══ EXERCISE INPUTS

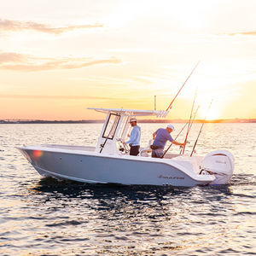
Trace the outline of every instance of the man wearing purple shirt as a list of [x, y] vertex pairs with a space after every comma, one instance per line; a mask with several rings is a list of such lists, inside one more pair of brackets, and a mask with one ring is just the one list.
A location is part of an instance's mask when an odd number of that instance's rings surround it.
[[185, 143], [177, 143], [172, 138], [170, 134], [172, 131], [175, 131], [173, 125], [168, 125], [166, 129], [160, 128], [153, 133], [153, 139], [154, 141], [153, 145], [151, 145], [152, 157], [160, 158], [164, 154], [164, 148], [167, 141], [177, 146], [185, 146]]

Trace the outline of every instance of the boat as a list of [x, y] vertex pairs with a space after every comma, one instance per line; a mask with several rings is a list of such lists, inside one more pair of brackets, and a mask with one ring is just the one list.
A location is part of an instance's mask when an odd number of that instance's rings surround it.
[[24, 145], [17, 148], [43, 177], [88, 183], [182, 186], [226, 184], [234, 171], [234, 156], [213, 150], [205, 156], [167, 153], [152, 158], [150, 143], [139, 154], [129, 154], [122, 141], [135, 117], [165, 118], [169, 111], [123, 108], [90, 108], [106, 114], [97, 144]]

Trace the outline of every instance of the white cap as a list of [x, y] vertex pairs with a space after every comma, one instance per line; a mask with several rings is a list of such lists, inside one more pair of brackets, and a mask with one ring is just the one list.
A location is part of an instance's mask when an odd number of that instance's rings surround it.
[[137, 119], [131, 119], [130, 123], [131, 123], [131, 122], [137, 122]]
[[167, 128], [172, 129], [172, 131], [175, 131], [174, 126], [172, 125], [168, 125]]

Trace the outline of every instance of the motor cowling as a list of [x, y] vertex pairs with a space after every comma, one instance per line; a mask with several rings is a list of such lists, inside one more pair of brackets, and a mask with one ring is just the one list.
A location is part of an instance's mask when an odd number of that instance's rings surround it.
[[201, 170], [215, 176], [212, 184], [226, 184], [234, 172], [235, 159], [227, 150], [214, 150], [208, 153], [202, 160]]

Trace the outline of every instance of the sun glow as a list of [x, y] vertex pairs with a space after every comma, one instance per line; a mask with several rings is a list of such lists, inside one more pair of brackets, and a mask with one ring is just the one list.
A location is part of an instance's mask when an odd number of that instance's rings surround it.
[[209, 113], [207, 113], [207, 120], [216, 120], [220, 118], [220, 113], [218, 109], [210, 109]]

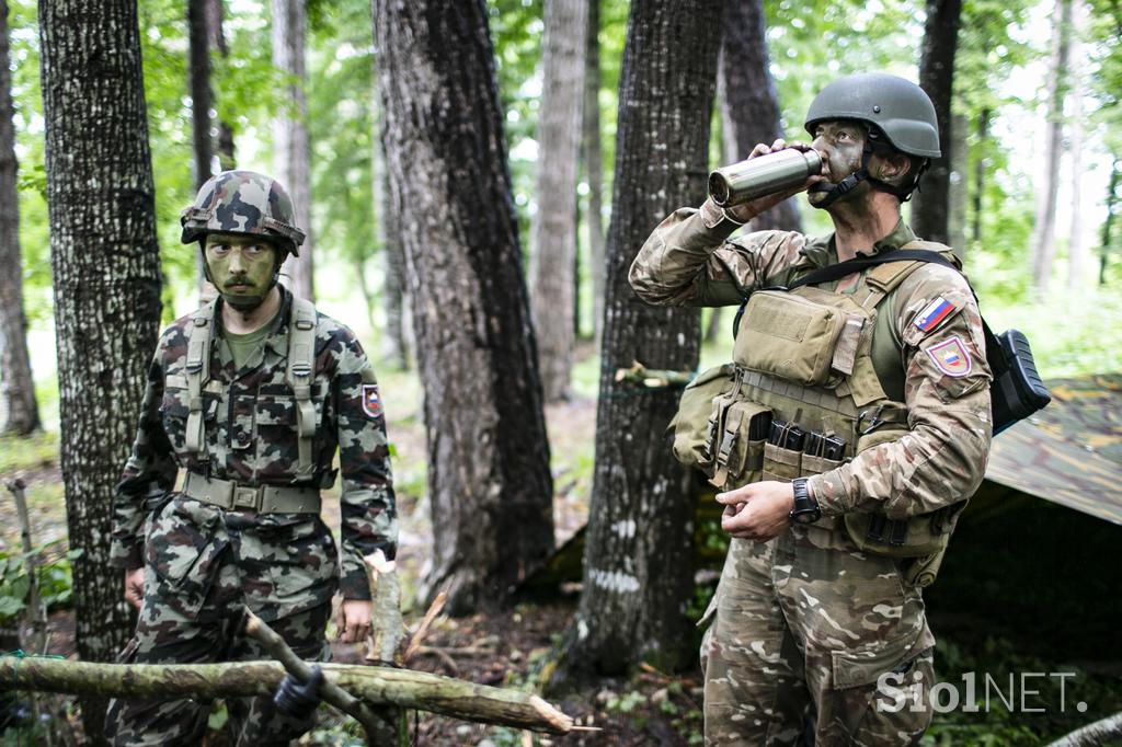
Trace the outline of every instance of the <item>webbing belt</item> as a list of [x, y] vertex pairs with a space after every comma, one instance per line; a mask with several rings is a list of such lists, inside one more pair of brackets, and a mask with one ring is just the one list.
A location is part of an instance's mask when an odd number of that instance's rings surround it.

════

- _EXERCISE TASK_
Can you write out the lines of the material above again, from the line holding "Trace the outline of every instance of the white" through the line holding "122], [137, 122]]", inclusive, with "white cap" swapped for "white hat" and nothing else changed?

- _FINAL RESULT_
Trace the outline of every instance of the white hat as a list of [x, y] vertex pairs with a space after every comma, one instance per line; a mask with several rings is a list of such lists, inside one more pair of brackets, and a mask with one ring is just the one list.
A location is part of an instance's mask when an odd number of that instance's rings surround it.
[[137, 119], [131, 119], [130, 123], [131, 123], [131, 122], [137, 122]]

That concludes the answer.